Pointing dataset records:
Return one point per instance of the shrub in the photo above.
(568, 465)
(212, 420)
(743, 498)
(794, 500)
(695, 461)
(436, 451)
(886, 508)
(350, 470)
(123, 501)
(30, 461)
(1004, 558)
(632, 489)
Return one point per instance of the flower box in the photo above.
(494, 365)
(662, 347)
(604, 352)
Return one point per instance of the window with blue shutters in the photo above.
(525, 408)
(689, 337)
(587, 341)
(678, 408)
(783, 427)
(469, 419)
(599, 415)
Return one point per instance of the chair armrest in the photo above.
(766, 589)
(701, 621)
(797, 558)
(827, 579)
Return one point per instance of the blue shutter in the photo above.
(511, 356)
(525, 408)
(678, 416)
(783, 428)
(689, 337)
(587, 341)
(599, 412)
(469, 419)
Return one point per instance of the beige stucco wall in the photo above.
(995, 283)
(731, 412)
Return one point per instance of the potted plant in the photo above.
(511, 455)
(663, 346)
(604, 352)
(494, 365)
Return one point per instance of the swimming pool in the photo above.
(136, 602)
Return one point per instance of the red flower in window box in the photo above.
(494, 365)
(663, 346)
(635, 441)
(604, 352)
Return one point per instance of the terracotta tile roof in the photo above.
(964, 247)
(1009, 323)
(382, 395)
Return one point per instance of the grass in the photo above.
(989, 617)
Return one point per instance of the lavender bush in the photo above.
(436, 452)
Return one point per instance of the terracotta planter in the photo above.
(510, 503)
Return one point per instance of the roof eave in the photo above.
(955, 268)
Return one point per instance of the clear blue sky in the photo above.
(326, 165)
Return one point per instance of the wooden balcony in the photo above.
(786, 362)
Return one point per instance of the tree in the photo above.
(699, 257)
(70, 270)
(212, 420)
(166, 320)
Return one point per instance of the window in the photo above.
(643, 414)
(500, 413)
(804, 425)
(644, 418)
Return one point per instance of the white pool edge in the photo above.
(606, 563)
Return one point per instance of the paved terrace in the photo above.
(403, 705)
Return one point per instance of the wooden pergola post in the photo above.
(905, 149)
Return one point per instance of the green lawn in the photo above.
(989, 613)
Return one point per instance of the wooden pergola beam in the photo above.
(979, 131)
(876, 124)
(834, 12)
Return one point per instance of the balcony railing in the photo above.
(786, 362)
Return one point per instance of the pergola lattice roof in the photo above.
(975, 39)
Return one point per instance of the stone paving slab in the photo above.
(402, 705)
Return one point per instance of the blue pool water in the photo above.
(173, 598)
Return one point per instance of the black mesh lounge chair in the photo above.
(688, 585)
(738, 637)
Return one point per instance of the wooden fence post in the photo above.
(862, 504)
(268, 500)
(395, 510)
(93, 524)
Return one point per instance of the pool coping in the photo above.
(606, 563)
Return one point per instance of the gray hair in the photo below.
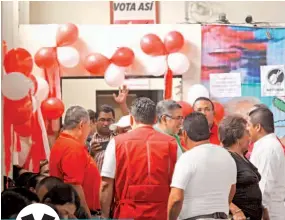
(74, 115)
(165, 107)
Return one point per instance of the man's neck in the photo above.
(163, 128)
(261, 135)
(141, 125)
(196, 144)
(75, 135)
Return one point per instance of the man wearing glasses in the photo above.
(101, 138)
(206, 106)
(170, 119)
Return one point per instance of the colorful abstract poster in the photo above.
(241, 49)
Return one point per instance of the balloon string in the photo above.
(7, 139)
(168, 81)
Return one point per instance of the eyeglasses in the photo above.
(204, 110)
(175, 118)
(109, 120)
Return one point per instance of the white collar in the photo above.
(264, 138)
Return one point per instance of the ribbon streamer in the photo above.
(168, 81)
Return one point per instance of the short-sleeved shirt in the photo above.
(206, 174)
(70, 161)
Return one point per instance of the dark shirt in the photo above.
(248, 196)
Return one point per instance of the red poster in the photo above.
(134, 12)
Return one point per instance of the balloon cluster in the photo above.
(25, 93)
(165, 55)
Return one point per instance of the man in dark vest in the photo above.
(138, 168)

WHAT THE TASK REQUIRES> Write out again every line above exactly as given; the pictures do not belong in the copy.

RESULT>
Return one point per instance of the shrub in the photo above.
(568, 465)
(212, 420)
(743, 498)
(794, 500)
(695, 461)
(436, 451)
(886, 508)
(350, 470)
(123, 501)
(30, 461)
(1004, 558)
(632, 489)
Return one point per instance of the flower box in the photo above.
(494, 365)
(662, 347)
(604, 352)
Return one point per instance of the window with blue shutters in the photo above.
(525, 408)
(689, 337)
(587, 341)
(678, 408)
(783, 427)
(469, 419)
(599, 415)
Return one point per instance of the chair armrest in the photo above.
(766, 589)
(701, 621)
(797, 558)
(827, 579)
Return one point per instance of the blue shutter in the photo above.
(511, 356)
(525, 408)
(678, 416)
(783, 428)
(689, 337)
(587, 341)
(599, 412)
(469, 419)
Return one point per instance of the beige stucco wall in the photo above.
(995, 283)
(731, 412)
Return one point per instance of the potted plant in the photo above.
(511, 455)
(663, 346)
(604, 352)
(494, 365)
Return one point per instance of the swimming pool in the photo above.
(136, 602)
Return one point per instance of the red flower in window box in the photo above.
(494, 365)
(663, 346)
(635, 441)
(604, 352)
Return one point per instance of the terracotta tile roof in the photo above.
(964, 247)
(1009, 323)
(382, 395)
Return one point per instance of the grass in the photo above.
(989, 617)
Return one point per instance of the lavender bush in the photo above.
(436, 452)
Return one point per instance of the terracotta planter in the photo above.
(510, 503)
Return one point per instance of the roof eave in the photo above.
(955, 268)
Return one point per instance of the clear blue sky in the photo above.
(326, 165)
Return one point per instance of the wooden balcony in the photo above.
(786, 362)
Return one point per instance of the tree in the photo above.
(699, 257)
(70, 270)
(212, 420)
(166, 320)
Return one point per instance of the window in the photo above.
(643, 414)
(500, 413)
(804, 425)
(644, 418)
Return one point per instance of the white pool edge in the photo above.
(606, 563)
Return one point per instance of the paved terrace in the photo above.
(403, 705)
Return one point per instance of the wooden pergola post in the photo above.
(905, 149)
Return one point per instance of the green lawn in the photo above.
(989, 613)
Return one point per instance of the wooden pergola beam in the photo above.
(979, 131)
(876, 124)
(834, 12)
Return one point per instance of the balcony railing in the photo above.
(786, 362)
Return one point per instance of the pergola lattice roof in the photo above.
(975, 39)
Return one point per instance of the stone paving slab in the photo above.
(402, 705)
Return one point per instance of the blue pool water in the photo above.
(173, 598)
Return one point per instance of the black mesh lounge chair in the photo above.
(688, 585)
(738, 637)
Return one point per instance of the wooden fence post in the photo above.
(862, 504)
(268, 500)
(395, 510)
(93, 524)
Return one point per instance of the pool coping in the photo above.
(606, 563)
Return one point per instance of the gray hair in the photo below.
(74, 115)
(165, 107)
Return one point per instance of the man's neck in the photo above.
(163, 128)
(261, 135)
(141, 125)
(196, 144)
(75, 135)
Return one point per instance of the man wearing glasses in the photo above.
(101, 138)
(206, 106)
(170, 119)
Return one point per instance of the colorful abstract poster in the photo above.
(241, 49)
Return one point per instance of the balloon string in the photo above.
(7, 139)
(168, 81)
Return one point per instance of the eyeglasses in the photo above.
(204, 110)
(175, 118)
(109, 120)
Return one point per instance of the white collar in the photo above.
(264, 138)
Return one point per instance of the ribbon streamer in the photo above.
(168, 81)
Return one point per instance of the short-sleeved shirt in the photo above.
(206, 174)
(70, 161)
Return one point per instance of the dark shirt in the photo above.
(248, 196)
Return one point per instance of the red poster in the photo above.
(134, 12)
Return one point per instance of the balloon cluster in the photo above.
(25, 93)
(165, 55)
Return one point per instance of the man in dark vest in the photo above.
(138, 168)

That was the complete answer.